» Stored rows:
◆ ◆ ◆ ◆ ◆ ◆ ◆

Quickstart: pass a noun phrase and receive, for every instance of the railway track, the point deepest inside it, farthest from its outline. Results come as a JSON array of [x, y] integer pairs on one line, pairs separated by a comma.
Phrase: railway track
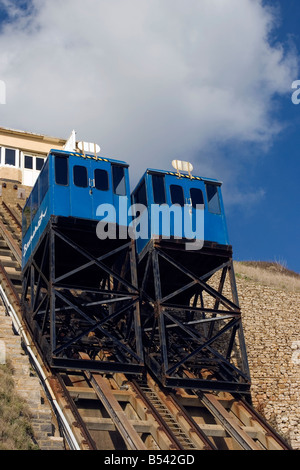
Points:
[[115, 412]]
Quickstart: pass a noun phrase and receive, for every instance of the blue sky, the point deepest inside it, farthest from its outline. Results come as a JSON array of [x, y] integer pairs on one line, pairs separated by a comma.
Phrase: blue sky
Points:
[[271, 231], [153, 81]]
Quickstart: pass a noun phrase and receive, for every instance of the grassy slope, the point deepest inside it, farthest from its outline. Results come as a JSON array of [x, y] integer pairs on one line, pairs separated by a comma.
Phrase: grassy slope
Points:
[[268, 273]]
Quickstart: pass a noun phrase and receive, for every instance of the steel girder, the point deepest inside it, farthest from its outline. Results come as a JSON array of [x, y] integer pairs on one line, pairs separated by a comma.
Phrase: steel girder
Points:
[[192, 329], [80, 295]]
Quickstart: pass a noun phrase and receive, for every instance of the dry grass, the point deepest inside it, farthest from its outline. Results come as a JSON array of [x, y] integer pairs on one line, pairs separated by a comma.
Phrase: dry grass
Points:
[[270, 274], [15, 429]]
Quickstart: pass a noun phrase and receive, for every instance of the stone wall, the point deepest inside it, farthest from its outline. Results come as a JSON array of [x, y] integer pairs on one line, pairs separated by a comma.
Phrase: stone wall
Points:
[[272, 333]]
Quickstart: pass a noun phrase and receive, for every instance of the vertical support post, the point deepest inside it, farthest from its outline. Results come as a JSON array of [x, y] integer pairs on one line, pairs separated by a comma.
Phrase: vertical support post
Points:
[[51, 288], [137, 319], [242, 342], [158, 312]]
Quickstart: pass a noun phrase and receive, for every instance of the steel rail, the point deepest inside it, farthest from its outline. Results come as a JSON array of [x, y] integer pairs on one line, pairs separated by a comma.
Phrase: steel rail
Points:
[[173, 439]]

◆ ◆ ◆ ◆ ◆ ◆ ◆

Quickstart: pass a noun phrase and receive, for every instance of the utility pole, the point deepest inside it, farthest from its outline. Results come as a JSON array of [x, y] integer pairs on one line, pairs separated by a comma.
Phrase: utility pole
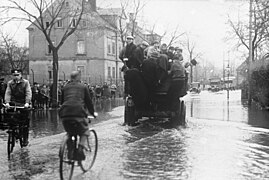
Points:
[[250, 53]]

◆ ◆ ◆ ◆ ◆ ◆ ◆

» Requirement: Copy out the lines of the records above, from the line containing "of the grassy" through the line containing "[[268, 273]]", without changing anything.

» The result:
Quickstart: pass a noun phrase and receive, for every instance of the grassy slope, the point deepest inside it, farthest from its outline. Results come as a JSON array of [x, y] integer pairs on one line, pairs separated by a comma.
Phrase: grassy slope
Points:
[[268, 273]]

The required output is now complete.